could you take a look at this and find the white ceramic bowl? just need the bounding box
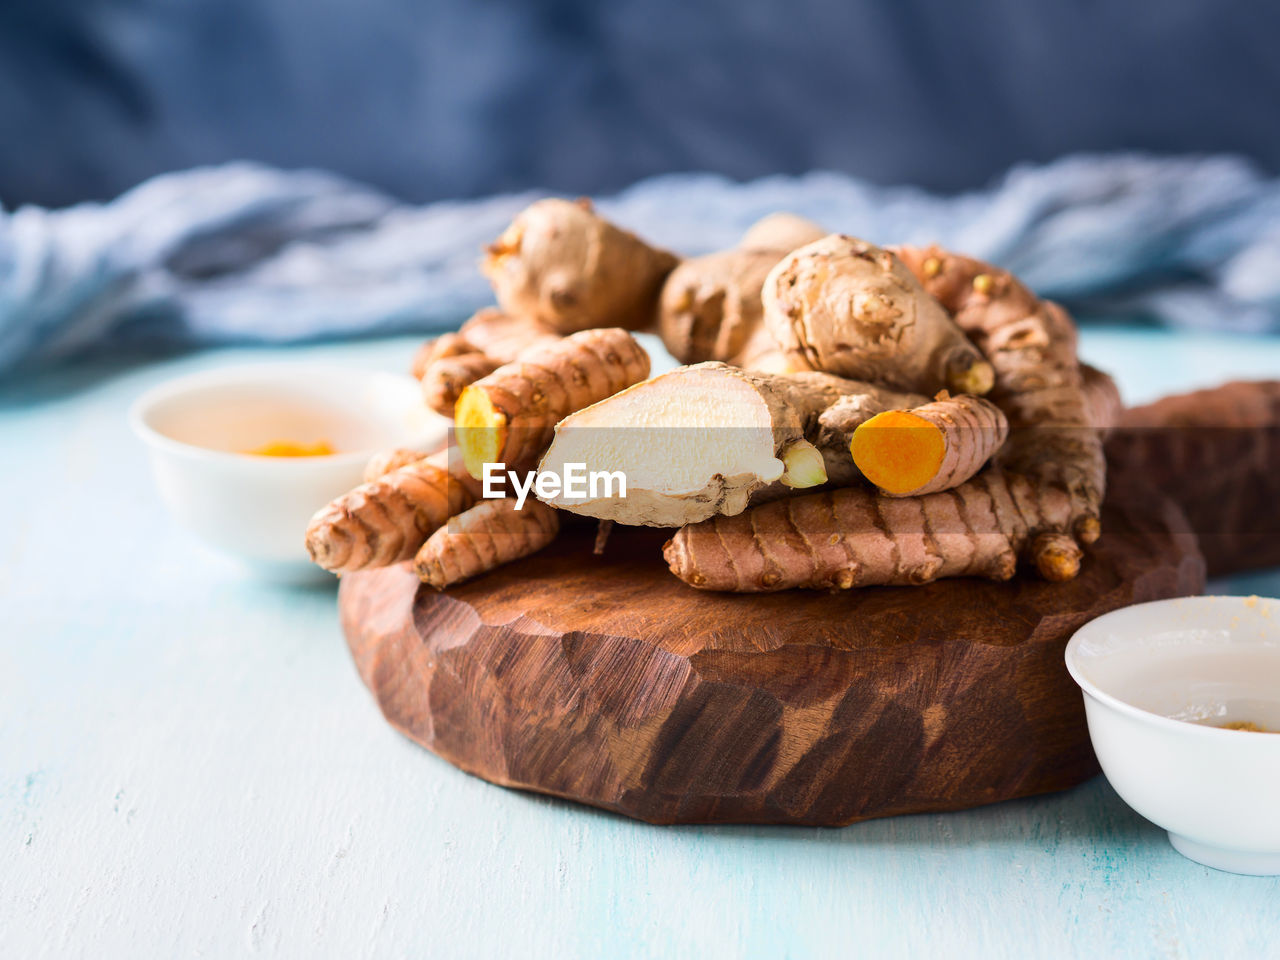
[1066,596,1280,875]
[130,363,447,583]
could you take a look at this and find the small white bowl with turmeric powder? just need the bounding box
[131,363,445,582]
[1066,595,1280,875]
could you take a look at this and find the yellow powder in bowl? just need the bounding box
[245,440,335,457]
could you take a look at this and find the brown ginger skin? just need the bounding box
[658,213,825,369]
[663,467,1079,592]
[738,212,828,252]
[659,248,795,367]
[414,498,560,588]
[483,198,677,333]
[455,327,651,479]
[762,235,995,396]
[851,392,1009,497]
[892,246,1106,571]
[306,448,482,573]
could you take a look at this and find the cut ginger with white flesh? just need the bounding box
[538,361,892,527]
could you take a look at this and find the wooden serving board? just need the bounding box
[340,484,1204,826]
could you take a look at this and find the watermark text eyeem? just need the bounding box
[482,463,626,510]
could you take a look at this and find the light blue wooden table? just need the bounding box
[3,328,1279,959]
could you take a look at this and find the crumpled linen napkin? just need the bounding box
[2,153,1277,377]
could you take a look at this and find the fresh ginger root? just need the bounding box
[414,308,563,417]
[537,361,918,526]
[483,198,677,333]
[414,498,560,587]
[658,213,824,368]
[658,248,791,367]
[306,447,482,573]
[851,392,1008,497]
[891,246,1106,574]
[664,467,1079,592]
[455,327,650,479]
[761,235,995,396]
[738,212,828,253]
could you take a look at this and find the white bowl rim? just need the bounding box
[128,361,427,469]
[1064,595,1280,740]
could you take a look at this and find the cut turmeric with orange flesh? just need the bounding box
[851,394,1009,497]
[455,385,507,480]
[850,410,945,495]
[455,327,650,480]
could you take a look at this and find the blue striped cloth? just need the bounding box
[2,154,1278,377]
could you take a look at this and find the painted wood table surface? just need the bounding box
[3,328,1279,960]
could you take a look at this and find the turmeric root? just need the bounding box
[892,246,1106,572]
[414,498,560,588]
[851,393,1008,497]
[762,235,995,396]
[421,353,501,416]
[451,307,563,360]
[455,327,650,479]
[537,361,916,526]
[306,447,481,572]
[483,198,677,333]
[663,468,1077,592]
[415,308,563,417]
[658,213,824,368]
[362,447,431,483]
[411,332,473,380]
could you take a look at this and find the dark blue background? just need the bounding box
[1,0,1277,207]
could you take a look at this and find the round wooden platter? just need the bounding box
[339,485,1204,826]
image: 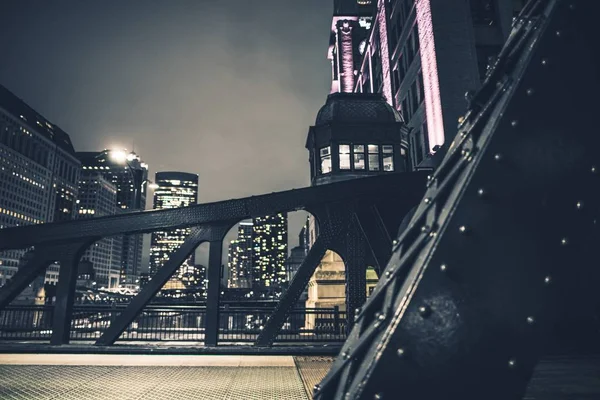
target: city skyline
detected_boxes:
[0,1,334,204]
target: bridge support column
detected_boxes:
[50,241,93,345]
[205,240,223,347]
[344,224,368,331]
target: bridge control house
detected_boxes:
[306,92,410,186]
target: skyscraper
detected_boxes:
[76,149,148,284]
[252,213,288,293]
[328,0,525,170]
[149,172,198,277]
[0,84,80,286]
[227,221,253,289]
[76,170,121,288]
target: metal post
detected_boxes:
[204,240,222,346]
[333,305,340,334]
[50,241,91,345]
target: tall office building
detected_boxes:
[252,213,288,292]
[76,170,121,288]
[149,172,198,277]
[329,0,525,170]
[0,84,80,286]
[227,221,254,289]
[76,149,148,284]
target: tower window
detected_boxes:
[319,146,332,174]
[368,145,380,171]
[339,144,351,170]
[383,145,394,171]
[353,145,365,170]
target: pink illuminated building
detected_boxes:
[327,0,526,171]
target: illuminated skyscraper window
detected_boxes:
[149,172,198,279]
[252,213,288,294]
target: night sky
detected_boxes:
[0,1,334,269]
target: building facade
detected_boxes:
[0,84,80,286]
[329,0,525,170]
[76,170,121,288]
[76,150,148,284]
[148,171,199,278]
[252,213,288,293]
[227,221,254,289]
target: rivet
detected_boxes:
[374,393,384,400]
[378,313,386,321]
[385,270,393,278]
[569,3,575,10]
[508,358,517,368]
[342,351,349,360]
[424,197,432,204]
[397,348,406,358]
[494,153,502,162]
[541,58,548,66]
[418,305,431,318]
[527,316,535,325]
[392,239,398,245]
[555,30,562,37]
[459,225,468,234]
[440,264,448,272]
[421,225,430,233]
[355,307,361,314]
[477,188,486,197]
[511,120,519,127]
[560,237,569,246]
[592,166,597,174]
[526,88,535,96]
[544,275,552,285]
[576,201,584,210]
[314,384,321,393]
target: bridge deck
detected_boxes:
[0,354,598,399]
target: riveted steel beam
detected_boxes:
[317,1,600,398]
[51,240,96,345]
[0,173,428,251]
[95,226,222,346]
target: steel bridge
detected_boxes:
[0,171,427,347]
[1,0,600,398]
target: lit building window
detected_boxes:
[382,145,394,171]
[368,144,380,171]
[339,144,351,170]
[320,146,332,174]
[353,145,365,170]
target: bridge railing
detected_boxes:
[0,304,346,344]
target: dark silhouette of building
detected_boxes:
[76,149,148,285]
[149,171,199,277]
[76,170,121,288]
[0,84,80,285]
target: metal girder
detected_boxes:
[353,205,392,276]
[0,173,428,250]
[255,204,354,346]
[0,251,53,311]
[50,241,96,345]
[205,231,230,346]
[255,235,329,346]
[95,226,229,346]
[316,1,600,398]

---

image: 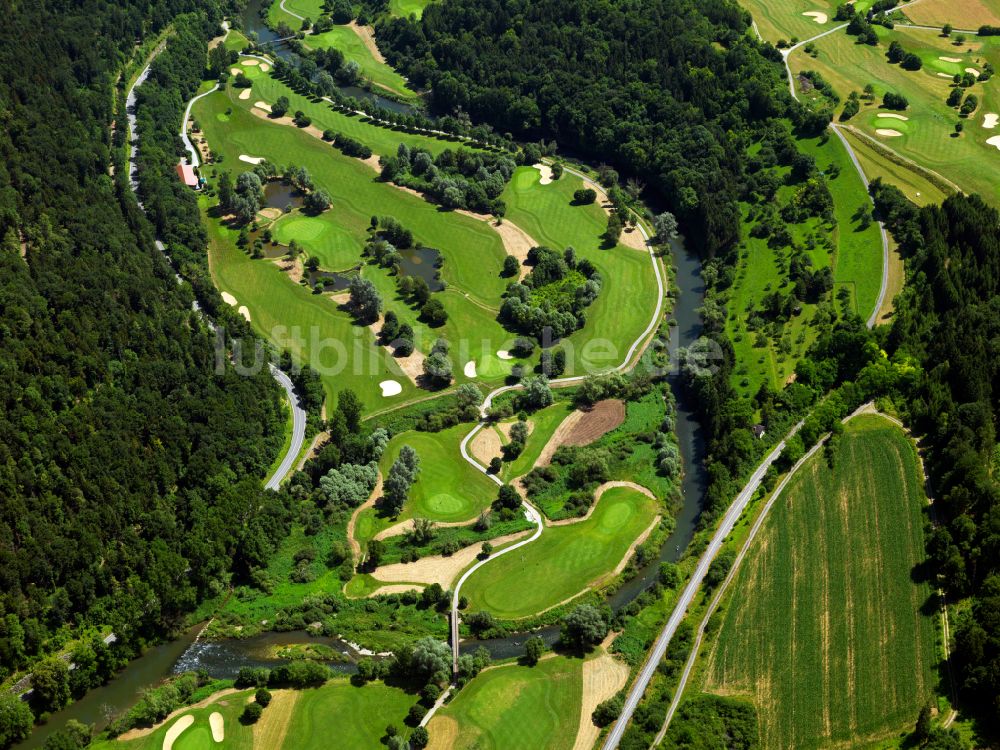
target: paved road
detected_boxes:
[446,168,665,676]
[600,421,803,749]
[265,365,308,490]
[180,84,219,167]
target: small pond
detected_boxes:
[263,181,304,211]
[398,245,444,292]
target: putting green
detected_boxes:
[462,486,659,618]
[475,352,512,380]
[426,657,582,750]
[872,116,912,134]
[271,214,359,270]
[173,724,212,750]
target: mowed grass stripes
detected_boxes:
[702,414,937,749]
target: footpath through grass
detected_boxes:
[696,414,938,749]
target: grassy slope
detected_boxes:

==

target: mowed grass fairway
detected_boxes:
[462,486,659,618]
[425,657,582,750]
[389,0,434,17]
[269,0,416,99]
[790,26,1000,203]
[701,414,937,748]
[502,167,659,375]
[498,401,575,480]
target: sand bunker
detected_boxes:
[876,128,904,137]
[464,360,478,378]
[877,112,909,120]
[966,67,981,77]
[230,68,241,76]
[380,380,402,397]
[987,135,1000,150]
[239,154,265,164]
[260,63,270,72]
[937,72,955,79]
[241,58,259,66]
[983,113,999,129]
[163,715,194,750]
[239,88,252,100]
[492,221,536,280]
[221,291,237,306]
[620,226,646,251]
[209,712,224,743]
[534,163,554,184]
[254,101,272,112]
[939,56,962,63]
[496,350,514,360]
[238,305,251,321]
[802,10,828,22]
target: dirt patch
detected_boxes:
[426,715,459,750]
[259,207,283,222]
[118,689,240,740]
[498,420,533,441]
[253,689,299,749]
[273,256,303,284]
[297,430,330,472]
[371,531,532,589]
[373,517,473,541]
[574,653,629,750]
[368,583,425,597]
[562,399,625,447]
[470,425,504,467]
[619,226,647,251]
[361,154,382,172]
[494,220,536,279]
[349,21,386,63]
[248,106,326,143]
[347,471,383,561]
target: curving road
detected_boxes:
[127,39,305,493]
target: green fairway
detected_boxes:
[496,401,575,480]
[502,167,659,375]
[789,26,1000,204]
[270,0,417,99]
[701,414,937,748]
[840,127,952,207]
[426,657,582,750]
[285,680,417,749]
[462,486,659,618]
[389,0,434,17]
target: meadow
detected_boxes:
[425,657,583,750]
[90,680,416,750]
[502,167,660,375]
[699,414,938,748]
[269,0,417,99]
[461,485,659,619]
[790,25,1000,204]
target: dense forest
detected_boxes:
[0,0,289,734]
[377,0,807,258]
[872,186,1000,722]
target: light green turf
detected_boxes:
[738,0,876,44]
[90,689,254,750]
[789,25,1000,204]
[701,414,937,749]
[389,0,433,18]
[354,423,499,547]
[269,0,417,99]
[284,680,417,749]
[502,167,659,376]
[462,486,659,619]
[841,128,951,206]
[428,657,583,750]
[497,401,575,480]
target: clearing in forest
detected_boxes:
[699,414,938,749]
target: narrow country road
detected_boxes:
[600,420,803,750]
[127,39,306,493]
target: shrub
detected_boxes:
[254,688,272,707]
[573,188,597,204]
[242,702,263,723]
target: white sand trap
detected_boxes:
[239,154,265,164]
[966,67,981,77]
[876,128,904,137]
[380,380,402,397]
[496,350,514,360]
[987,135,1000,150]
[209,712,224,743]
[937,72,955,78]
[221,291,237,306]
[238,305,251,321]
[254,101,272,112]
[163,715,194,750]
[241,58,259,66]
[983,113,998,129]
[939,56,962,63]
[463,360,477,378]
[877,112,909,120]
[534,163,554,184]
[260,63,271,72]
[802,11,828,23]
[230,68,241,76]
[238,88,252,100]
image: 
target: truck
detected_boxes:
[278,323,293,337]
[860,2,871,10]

= Brief =
Go through the entries above and report each line with the string "sand" in it.

= Output below =
target: sand bunker
target: white sand trap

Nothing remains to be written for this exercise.